Coordinate labeling data
_ _ _
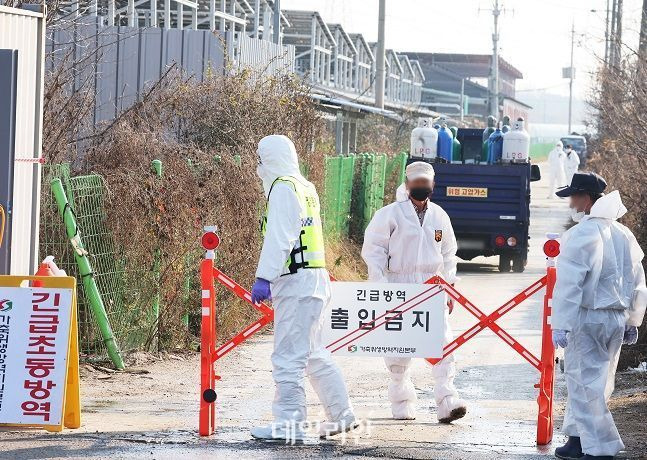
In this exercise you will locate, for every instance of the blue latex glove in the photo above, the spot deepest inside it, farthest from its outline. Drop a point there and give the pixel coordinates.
(631, 335)
(261, 291)
(560, 338)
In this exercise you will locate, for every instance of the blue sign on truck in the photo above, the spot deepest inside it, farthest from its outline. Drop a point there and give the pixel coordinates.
(488, 204)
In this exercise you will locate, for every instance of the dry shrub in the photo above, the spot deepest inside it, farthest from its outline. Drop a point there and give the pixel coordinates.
(205, 134)
(620, 154)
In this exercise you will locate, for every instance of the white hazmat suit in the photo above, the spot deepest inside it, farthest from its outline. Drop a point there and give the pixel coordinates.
(600, 287)
(298, 299)
(571, 164)
(557, 164)
(398, 249)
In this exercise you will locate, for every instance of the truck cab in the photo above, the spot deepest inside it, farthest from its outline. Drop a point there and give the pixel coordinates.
(488, 204)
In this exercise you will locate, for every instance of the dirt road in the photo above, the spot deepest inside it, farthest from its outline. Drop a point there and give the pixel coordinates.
(154, 415)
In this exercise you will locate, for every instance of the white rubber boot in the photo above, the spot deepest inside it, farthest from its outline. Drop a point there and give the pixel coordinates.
(402, 395)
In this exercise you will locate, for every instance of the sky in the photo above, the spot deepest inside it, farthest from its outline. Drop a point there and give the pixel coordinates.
(535, 35)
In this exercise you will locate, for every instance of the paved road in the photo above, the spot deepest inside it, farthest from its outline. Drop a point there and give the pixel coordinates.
(155, 416)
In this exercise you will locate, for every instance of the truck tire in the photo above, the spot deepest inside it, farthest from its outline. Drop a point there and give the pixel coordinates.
(504, 263)
(519, 264)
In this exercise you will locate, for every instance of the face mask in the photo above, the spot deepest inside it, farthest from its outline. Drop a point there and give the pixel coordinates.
(420, 193)
(577, 215)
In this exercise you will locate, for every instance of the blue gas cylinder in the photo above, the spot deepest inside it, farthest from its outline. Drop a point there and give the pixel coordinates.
(445, 143)
(495, 146)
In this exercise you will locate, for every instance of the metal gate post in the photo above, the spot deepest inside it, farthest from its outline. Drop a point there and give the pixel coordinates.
(547, 369)
(208, 378)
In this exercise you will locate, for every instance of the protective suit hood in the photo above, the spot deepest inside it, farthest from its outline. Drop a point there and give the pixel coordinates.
(278, 157)
(608, 207)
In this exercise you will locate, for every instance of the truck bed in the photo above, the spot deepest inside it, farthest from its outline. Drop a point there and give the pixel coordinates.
(493, 201)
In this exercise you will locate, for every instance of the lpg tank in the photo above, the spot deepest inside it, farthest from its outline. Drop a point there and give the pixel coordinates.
(516, 143)
(495, 146)
(456, 148)
(486, 136)
(445, 143)
(424, 140)
(506, 124)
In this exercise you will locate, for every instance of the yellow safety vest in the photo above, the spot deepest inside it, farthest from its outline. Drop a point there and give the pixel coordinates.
(309, 252)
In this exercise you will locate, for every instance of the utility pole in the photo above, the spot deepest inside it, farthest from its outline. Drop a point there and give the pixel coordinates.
(380, 59)
(642, 47)
(615, 38)
(277, 22)
(494, 64)
(606, 37)
(618, 53)
(571, 75)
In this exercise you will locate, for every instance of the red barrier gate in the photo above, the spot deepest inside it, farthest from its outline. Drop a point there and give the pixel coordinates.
(210, 354)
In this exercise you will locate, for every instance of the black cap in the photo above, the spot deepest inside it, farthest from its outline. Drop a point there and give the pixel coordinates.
(583, 183)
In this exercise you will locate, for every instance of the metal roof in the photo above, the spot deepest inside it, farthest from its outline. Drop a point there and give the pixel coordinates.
(301, 23)
(337, 27)
(472, 65)
(359, 38)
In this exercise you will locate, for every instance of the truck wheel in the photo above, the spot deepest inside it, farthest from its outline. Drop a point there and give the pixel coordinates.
(519, 264)
(504, 263)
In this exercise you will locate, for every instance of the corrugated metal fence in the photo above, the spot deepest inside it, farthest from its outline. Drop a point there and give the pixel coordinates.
(21, 124)
(122, 63)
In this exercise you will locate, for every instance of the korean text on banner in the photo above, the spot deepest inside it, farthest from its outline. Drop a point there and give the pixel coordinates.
(394, 320)
(34, 341)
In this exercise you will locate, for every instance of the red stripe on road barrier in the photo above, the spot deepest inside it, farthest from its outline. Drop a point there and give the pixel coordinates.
(40, 160)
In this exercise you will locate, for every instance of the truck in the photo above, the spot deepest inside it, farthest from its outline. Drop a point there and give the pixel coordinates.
(488, 204)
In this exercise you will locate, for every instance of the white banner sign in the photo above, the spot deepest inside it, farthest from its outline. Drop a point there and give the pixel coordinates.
(34, 337)
(377, 319)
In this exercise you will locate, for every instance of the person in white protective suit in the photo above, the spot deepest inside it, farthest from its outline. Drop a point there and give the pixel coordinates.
(557, 165)
(410, 241)
(291, 272)
(571, 163)
(598, 303)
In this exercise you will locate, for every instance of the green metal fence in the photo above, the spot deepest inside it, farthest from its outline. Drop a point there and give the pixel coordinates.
(338, 193)
(369, 195)
(125, 294)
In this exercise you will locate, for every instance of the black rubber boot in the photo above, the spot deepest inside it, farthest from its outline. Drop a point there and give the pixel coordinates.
(572, 450)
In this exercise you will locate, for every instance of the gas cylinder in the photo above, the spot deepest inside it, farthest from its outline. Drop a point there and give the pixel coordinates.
(506, 124)
(486, 136)
(516, 143)
(495, 146)
(445, 143)
(456, 148)
(424, 140)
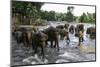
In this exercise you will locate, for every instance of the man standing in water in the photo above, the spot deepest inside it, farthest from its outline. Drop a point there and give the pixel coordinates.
(80, 37)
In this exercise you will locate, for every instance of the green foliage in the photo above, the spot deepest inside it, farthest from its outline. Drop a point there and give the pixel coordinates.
(87, 18)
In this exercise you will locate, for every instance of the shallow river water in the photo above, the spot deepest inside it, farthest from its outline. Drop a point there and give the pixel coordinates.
(68, 52)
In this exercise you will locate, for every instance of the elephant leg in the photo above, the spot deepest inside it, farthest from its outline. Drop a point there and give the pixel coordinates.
(42, 51)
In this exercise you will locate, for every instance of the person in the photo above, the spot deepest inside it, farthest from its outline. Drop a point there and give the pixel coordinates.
(80, 37)
(67, 38)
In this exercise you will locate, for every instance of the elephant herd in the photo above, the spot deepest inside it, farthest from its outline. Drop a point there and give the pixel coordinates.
(39, 39)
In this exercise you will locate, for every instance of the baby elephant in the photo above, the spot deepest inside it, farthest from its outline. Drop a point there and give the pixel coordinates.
(38, 41)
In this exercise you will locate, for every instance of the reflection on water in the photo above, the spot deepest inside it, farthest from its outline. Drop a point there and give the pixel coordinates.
(67, 53)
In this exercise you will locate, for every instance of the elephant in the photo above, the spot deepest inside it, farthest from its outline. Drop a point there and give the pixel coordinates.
(52, 34)
(92, 32)
(39, 41)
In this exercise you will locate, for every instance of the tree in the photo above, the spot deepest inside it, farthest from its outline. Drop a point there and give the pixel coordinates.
(69, 15)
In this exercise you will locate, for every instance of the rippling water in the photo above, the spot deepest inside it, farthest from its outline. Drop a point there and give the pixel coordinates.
(68, 53)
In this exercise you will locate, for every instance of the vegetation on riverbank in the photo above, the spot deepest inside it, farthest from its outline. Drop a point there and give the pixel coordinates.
(30, 13)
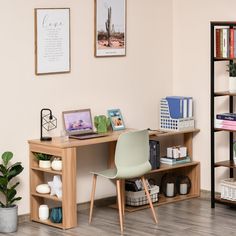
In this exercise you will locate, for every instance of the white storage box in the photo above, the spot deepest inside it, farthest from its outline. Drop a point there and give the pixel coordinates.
(139, 198)
(169, 124)
(228, 189)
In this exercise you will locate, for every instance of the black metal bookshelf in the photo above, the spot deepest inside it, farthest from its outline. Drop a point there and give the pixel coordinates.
(226, 163)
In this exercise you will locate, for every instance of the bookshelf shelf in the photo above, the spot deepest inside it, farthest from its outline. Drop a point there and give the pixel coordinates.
(216, 49)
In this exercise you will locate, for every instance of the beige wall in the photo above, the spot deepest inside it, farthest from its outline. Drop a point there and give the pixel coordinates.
(134, 83)
(191, 72)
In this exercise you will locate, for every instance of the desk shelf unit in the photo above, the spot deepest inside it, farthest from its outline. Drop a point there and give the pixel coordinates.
(191, 169)
(215, 94)
(67, 152)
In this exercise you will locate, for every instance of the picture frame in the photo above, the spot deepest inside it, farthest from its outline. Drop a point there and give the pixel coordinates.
(110, 28)
(116, 119)
(52, 41)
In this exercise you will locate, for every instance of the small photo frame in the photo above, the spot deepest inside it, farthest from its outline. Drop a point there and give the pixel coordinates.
(116, 119)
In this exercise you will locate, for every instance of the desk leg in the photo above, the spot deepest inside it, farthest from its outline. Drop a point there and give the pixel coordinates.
(111, 159)
(69, 207)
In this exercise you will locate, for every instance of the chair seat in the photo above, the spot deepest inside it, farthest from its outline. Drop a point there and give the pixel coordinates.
(109, 173)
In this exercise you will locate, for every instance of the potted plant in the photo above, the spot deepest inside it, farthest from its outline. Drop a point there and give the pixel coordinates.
(8, 210)
(44, 159)
(232, 77)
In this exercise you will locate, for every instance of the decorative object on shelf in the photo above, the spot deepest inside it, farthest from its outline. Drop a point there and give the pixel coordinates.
(64, 136)
(110, 33)
(43, 188)
(48, 122)
(56, 186)
(183, 184)
(8, 208)
(168, 185)
(44, 159)
(176, 114)
(101, 123)
(232, 76)
(52, 40)
(228, 189)
(116, 119)
(176, 152)
(56, 215)
(56, 164)
(43, 212)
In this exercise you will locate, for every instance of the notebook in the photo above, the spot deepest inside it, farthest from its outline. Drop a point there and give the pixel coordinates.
(78, 124)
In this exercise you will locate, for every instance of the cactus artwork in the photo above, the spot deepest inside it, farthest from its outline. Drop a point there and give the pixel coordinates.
(108, 27)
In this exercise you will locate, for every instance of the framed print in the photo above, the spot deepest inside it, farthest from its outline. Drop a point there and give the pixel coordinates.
(52, 40)
(117, 121)
(110, 28)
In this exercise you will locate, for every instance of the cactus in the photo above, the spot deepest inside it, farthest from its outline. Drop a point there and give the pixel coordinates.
(108, 27)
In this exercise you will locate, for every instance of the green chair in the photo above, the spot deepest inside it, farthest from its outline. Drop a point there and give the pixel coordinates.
(131, 161)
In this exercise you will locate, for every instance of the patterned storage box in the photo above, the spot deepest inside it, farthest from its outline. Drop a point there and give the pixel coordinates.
(169, 124)
(139, 198)
(228, 189)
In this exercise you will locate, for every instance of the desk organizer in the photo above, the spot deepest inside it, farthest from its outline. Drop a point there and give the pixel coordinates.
(228, 189)
(139, 198)
(169, 124)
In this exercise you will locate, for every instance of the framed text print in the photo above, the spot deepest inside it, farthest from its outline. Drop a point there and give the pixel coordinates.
(52, 40)
(110, 30)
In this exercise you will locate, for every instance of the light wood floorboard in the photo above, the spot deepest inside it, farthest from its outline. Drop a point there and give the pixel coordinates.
(193, 217)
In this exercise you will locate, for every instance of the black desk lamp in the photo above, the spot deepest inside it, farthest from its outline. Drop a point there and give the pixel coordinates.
(48, 122)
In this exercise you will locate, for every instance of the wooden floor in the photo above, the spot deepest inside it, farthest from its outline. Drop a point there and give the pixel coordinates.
(192, 217)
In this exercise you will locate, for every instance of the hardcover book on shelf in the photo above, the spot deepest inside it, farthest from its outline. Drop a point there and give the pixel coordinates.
(172, 161)
(226, 116)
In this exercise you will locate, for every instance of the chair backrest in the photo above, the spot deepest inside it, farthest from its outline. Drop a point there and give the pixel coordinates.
(132, 154)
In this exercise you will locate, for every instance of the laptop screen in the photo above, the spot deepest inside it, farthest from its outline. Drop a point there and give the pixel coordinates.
(79, 121)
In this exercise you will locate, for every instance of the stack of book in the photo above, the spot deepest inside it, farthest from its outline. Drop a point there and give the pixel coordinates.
(174, 161)
(226, 121)
(226, 43)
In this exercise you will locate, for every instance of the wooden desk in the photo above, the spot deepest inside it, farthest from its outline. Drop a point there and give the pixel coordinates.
(67, 151)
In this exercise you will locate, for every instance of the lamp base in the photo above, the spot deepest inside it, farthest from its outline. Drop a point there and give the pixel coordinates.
(46, 139)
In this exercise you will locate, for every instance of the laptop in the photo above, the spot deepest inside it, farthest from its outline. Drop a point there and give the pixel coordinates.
(79, 125)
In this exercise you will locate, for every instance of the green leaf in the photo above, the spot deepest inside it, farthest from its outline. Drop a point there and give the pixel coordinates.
(15, 185)
(3, 182)
(14, 171)
(6, 157)
(11, 193)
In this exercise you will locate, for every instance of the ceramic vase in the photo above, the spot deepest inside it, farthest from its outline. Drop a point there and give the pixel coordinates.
(44, 164)
(56, 164)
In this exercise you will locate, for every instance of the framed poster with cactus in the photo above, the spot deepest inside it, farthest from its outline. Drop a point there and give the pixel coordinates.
(110, 28)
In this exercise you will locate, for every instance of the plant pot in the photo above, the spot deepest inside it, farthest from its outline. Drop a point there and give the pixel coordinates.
(44, 164)
(8, 219)
(232, 84)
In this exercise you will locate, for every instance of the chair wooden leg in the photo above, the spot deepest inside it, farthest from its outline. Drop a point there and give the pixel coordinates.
(92, 197)
(119, 204)
(123, 196)
(149, 199)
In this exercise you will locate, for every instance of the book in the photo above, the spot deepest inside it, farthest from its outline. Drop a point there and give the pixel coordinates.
(175, 104)
(171, 161)
(226, 116)
(228, 127)
(225, 122)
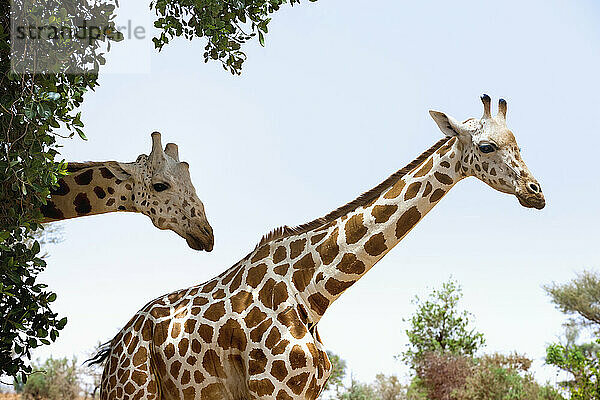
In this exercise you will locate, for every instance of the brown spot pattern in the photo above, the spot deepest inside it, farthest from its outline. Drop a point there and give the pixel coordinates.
(383, 213)
(376, 245)
(355, 229)
(407, 221)
(329, 249)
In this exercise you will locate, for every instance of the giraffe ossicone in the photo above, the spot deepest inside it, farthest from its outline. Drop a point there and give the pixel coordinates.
(157, 185)
(251, 332)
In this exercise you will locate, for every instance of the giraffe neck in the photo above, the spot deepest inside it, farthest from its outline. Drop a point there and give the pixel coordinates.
(337, 254)
(88, 190)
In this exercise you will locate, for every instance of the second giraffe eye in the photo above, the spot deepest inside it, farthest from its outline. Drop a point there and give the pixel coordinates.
(159, 187)
(486, 148)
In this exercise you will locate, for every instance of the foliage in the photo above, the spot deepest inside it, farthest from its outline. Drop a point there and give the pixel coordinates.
(439, 326)
(584, 369)
(389, 387)
(446, 376)
(56, 380)
(338, 372)
(442, 373)
(32, 109)
(227, 24)
(505, 378)
(580, 298)
(357, 391)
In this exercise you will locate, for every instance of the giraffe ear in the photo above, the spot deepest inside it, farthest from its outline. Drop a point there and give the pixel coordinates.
(448, 125)
(119, 170)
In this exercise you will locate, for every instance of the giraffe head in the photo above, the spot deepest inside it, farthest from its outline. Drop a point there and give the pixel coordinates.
(490, 153)
(162, 189)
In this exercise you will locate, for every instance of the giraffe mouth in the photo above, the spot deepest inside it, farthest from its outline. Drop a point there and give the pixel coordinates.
(537, 202)
(198, 243)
_ _ _
▶ **REQUIRED TASK**
Repeat word for word the lines running from the line containing "the giraffe ear" to the end of the entries above, inclusive.

▶ **PROBLEM SOLUTION**
In this exercise you will locate, for every instance of the giraffe ear in the photo above, the spot deepest inside it, farthest from its outline. Drop a point there and give the pixel coordinates.
(448, 125)
(119, 170)
In this exercise you will locate, for every instance of the giraffe head in the photo above, the spot deepest inside it, farthest from its outline. Drop a point there and give the pixel coordinates.
(490, 153)
(162, 189)
In this exercise you will locate, for every instance of the giraffe mouth in the photo above, the spot deepest inside it, farthest from its outline. Drop a point there and give the pixel coordinates.
(537, 202)
(198, 243)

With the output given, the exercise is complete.